___ Source extract

In a case like this, it would be good if you indicate on the issue that you intend to work on it. This would make it one of the exceptions for closing (that is - it would be clear that there is interest in the issue, and who it is that it interested in it). At the very least you could subscribe to issues you are interested in so that you get a heads up and can respond when someone decides it will never happen.
If you don’t agree that a large pile of low value issues is a problem, then we are unlikely to come to an agreement here. If there is no cost to leaving issues open, then of course we should leave them open on the off-chance that someone will do something with them. But I don’t believe it is true that there is no cost, so I think we need some kind of balance.
When I began inheriting the Flask project and other related projects, the six repositories had well over a thousand open issues and PRs between them. It was paralyzing. It was hard to find duplicate discussions, or to know if closing one issue could close others. It was hard to know if I could merge a PR, because there were years of other PRs that might have conflicts in their implementation or purpose. It was hard to have a sense of what I should close, because why should I close this issue when all these remained open.
At my first PyCon, I ran a sprint, and I struggled to find things I was confident in having people work on. It was just as likely they would work on something only to find that it didn’t make sense, had already been done, or was no longer valid.
I’ve worked for six years to cut down that backlog. There are now between 60-100 open issues across six repositories. It has been the greatest thing I’ve ever done to help myself as a maintainer. I’m confident that what is open are things I really want for the projects. I’m confident in assigning tasks to new contributors at sprints. I’m confident at coming up with new tasks and knowing where I can take the projects next, since there’s not 10 years of history piled up to think about first.
Yeah, it’s going to take a long time, and anyone starting now will take a long time to see a visible dent when there’s 7.1k open issues. But if you don’t work at it, it won’t change. If you do start, you’ll see a change eventually, and things will progressively become easier to track. As a maintainer, I highly recommend closing your backlog one way or another.
Personally I prefer to keep old valid issues or requests open, regardless of activity, simply because of having the “bucket” of things to look through to do.
I have found it also helps avoid duplicates, as many reporters do search open issues before posting a new one (despite the fact that some post without searching - nothing we can do about them).
However, in this case, I believe GitHub Issues is woefully under-featured for this many issues, and we should close as many as possible. A decent issue tracker lets you manage more issues than can fit in your head, but GitHub is not (currently) one of them. So as David says, closing as many as we can in order to get it down to the ~100 issues that GitHub can reasonably represent is the best way forward (okay, we’re a big project, we’ll probably only get to ~500 )

______
___ Recorded information

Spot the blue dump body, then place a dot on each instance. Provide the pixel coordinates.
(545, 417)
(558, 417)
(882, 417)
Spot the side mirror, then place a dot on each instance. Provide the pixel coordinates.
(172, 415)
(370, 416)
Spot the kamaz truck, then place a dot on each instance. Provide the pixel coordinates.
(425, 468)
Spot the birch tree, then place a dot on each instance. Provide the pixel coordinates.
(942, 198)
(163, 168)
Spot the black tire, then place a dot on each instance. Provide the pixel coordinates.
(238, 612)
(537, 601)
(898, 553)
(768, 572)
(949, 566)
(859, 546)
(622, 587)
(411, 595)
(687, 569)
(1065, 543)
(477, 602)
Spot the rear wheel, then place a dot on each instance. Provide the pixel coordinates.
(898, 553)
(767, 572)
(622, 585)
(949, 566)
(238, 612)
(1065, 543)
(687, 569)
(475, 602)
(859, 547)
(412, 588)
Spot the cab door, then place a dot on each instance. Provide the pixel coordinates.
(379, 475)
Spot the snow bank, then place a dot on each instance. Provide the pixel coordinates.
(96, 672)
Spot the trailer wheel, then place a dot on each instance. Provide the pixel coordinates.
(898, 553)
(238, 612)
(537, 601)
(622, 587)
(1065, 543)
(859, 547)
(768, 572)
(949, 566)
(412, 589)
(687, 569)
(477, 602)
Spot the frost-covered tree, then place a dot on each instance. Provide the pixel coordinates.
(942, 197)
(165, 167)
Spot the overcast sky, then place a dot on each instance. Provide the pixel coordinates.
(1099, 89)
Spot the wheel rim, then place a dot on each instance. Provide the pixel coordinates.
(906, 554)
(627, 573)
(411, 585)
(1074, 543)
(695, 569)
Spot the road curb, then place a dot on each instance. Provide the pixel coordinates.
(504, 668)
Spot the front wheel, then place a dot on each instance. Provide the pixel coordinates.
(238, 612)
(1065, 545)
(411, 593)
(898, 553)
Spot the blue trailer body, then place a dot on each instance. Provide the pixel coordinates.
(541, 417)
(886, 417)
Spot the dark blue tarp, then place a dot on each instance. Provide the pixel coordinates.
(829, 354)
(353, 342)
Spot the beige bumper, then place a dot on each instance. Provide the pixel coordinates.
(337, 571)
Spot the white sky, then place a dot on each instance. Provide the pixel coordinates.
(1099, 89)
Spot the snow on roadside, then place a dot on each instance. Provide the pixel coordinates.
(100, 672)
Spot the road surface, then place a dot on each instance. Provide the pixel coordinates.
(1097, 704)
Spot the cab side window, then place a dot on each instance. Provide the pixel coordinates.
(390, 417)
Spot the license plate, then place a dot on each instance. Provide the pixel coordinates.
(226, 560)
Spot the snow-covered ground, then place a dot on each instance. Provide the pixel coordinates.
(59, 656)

______

▸ **Exercise instructions**
[1] In the issue-backlog thread, how many open issues remain across the six repositories after the six years of work?
[2] Decide whether each statement agrees with the issue-backlog thread. Answer yes or no, and quote the text's deciding words.
(a) When the Flask project and related projects were inherited, the six repositories had well over a thousand open issues and PRs.
(b) Keeping old issues open helps avoid duplicates because every reporter searches open issues before posting.
(c) GitHub Issues is called a decent issue tracker that lets you manage more issues than can fit in your head.
[3] According to the issue-backlog thread, why should you indicate on an issue that you intend to work on it?

▸ **Solutions to each task**
[1] Between 60 and 100 open issues.

[2]
(a) Yes: "the six repositories had well over a thousand open issues and PRs between them"
(b) No: "many reporters do search open issues before posting a new one (despite the fact that some post without searching - nothing we can do about them)"
(c) No: "A decent issue tracker lets you manage more issues than can fit in your head, but GitHub is not (currently) one of them."

[3] Doing so makes the issue one of the exceptions for closing. It shows that someone is interested in the issue and who that person is.